THE family of a man who killed his girlfriend in a drink and drug-fuelled joyride say they tried all they could to keep him on the straight and narrow.
Lewis Young was jailed for eight years last week for causing the death, by dangerous driving, of his 16-year-old girlfriend Payton Sparks.
Payton – known as Poppy – died instantly when the car came off the road on May 25, and ploughed into a wall in Petersfield Road, Havant. A 14-year-old passenger, Thomas Frost, was also seriously injured.
Disqualified driver Young, 19, had taken drugs ketamine and meow meow before downing cider and getting behind the wheel of his father’s car.
Since Payton’s death Young’s family have had ‘murderer’ and ‘killer’ daubed over their driveway.
But mum Kerry Young, 35, said they too are devastated by Payton’s death and said her son was deeply ashamed of what happened and wishes he could have died with her.
The 35-year-old said: ‘I can’t even begin to imagine what Payton’s mum is going through.
‘I genuinely feel absolutely gutted that she has not got her little girl any more. I don’t want anyone to look at him and think “poor Lewis” – what’s happened is his fault – and it has devastated so many lives.’
In court, Mrs Young’s husband Zack was painted as an alcoholic and it was claimed police were a constant presence at the family home because of domestic abuse.
But Mrs Young said: ‘That isn’t true. Zack is not an alcoholic and the only time police were called was to protect my other children from Lewis.
‘We have no problems with our other children.
‘My second eldest son has passed his exams with flying colours and he is at college now.
‘But Lewis has never been right. Right from a baby I knew there was something wrong.
‘By nine months he could talk and walk. But as soon as he started school he stopped learning. He can’t even write his name, he can’t even tell the time and he is 19.
‘I’ve tried everything to help him – doctors, police, the school, psychologists. He was diagnosed with ADHD and has been on medication since he was 11. He is also borderline Tourette’s. He has tics.
‘But I believe there is something much more serious that is undiagnosed.’
Mrs Young said the problems became more extreme when her son got a job at 16 and earned money to be able to buy drugs.
She added: ‘I feel like we’re being targeted as parents when we have tried our hardest with Lewis and taken him to every organisation we can think of for help, right from early on.’

> _Data extract_:

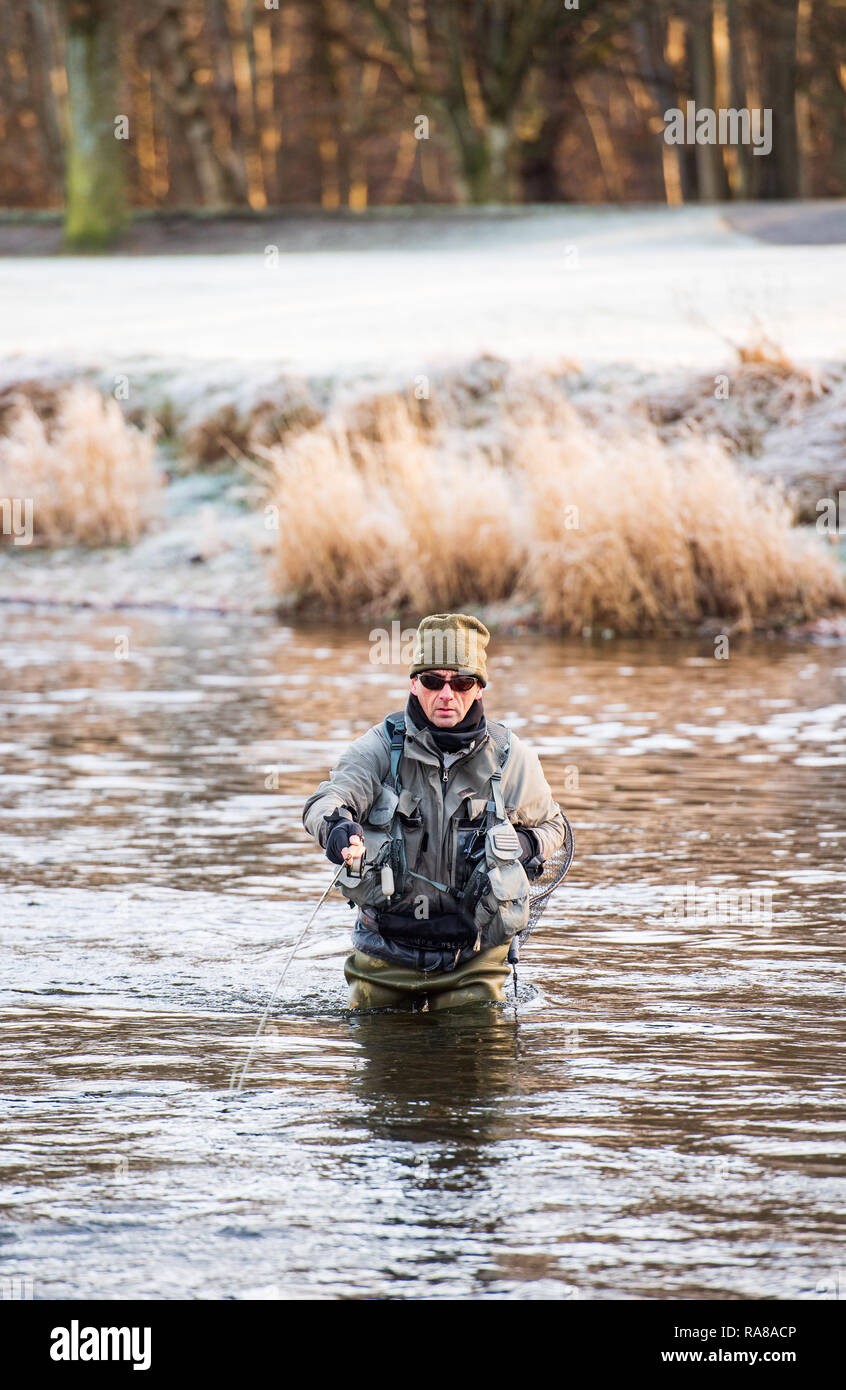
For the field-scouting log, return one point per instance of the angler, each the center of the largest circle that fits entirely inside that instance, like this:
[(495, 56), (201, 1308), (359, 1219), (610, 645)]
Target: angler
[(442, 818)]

...

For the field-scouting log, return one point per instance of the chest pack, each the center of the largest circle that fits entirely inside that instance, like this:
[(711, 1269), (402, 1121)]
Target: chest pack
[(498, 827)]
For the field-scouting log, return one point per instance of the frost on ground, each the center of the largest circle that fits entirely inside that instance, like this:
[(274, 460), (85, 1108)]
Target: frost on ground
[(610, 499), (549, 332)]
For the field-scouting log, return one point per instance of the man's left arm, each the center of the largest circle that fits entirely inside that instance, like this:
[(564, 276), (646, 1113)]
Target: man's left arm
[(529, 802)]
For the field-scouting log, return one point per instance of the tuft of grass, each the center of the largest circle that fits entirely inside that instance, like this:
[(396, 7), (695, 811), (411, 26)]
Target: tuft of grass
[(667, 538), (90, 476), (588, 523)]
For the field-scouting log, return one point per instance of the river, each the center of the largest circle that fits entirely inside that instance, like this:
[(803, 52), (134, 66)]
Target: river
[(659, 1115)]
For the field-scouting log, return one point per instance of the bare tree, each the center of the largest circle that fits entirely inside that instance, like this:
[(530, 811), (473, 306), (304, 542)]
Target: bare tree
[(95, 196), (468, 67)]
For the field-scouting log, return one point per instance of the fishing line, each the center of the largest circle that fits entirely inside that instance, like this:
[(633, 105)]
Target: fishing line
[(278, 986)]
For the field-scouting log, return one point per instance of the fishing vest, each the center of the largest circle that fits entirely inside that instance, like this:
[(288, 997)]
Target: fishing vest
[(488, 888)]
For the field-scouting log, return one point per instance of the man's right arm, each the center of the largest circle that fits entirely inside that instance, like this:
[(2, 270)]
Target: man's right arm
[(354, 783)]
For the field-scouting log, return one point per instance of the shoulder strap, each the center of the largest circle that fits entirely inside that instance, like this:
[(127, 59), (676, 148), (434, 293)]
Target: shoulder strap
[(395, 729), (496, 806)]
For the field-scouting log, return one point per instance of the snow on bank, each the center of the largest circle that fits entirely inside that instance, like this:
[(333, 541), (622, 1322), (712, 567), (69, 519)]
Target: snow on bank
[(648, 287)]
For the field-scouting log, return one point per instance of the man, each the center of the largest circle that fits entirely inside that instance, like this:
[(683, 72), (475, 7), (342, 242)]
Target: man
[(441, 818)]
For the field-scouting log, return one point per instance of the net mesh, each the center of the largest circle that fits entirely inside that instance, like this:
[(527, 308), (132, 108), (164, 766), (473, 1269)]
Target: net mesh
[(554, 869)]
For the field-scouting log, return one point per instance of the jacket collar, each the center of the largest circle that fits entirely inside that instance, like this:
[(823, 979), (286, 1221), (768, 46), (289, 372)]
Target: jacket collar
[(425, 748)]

> _To do_:
**1.** In the news report about Lewis Young, how long was he jailed for?
**2.** According to the news report about Lewis Young, which people or bodies did his mother say she turned to for help with him? List all of them.
**3.** Rewrite the news report about Lewis Young, starting with "The 35-year-old said: ‘I" and going on through "was something wrong.", with "gutted" replaced by "heartbroken".

> _Answer section_:
**1.** Eight years.

**2.** Doctors, police, the school, psychologists

**3.**
The 35-year-old said: ‘I can’t even begin to imagine what Payton’s mum is going through.
‘I genuinely feel absolutely heartbroken that she has not got her little girl any more. I don’t want anyone to look at him and think “poor Lewis” – what’s happened is his fault – and it has devastated so many lives.’
In court, Mrs Young’s husband Zack was painted as an alcoholic and it was claimed police were a constant presence at the family home because of domestic abuse.
But Mrs Young said: ‘That isn’t true. Zack is not an alcoholic and the only time police were called was to protect my other children from Lewis.
‘We have no problems with our other children.
‘My second eldest son has passed his exams with flying colours and he is at college now.
‘But Lewis has never been right. Right from a baby I knew there was something wrong.